(Dataset excerpt)
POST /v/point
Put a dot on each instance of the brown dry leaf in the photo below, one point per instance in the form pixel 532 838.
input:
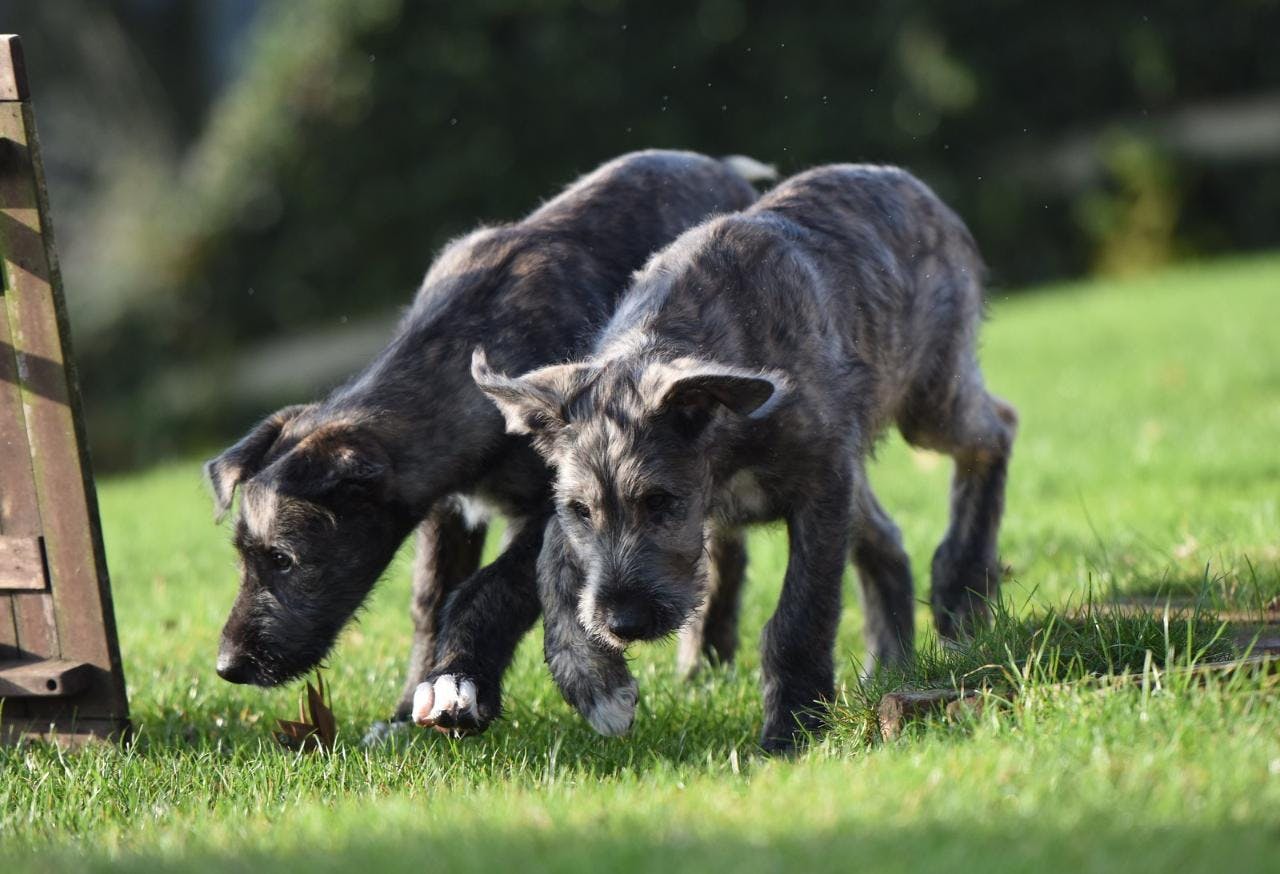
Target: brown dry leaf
pixel 315 728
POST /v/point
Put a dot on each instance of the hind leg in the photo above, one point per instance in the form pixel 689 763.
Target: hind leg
pixel 712 634
pixel 977 430
pixel 885 573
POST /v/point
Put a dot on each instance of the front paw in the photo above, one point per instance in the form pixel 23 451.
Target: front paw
pixel 613 712
pixel 451 703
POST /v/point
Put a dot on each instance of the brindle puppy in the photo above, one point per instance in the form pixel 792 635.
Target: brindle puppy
pixel 330 490
pixel 745 378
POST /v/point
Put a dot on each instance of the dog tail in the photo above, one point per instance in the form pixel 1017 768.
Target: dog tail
pixel 750 169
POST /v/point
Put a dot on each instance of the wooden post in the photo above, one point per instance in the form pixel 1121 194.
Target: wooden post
pixel 59 662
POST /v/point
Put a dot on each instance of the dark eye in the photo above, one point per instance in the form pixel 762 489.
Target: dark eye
pixel 659 503
pixel 282 562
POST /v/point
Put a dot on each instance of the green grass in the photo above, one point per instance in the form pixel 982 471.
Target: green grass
pixel 1147 463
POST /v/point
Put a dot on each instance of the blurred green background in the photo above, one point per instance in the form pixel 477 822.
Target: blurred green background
pixel 247 191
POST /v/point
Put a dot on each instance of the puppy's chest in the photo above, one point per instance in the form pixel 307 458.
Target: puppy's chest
pixel 743 499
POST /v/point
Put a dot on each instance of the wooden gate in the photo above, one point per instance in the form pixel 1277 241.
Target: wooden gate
pixel 59 662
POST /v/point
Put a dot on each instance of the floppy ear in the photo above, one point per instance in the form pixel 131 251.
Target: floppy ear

(Task description) Recast everything from the start of the rows down to and including the line containing "pixel 750 169" as a numbered list, skipping blank lines and leaving the pictures out of your answer.

(Output for this exercise)
1. POST /v/point
2. Put a dot on each instance of the brown dry leaf in the photo below, one point per instance in the form pixel 532 838.
3. input:
4. Target: brown dry leaf
5. pixel 315 728
6. POST /v/point
7. Put a dot on each instance of the hind leg in the photo above, one point per instance in the form pixel 689 763.
8. Target: hind leg
9. pixel 712 634
10. pixel 977 430
11. pixel 885 573
12. POST /v/point
13. Put a dot on each instance of the front paw in the photo above, one point per instance in the form pixel 23 451.
14. Target: front paw
15. pixel 613 712
16. pixel 451 703
17. POST /v/point
18. Put a dot on each instance of the brindle puppy in the photo above, one point per instance in the form pixel 792 635.
19. Target: brindle puppy
20. pixel 330 490
21. pixel 745 378
22. POST /v/point
23. Put a dot on each instance of the dog tail in the photo above, one point per instance in the form pixel 1017 768.
24. Target: dog tail
25. pixel 750 169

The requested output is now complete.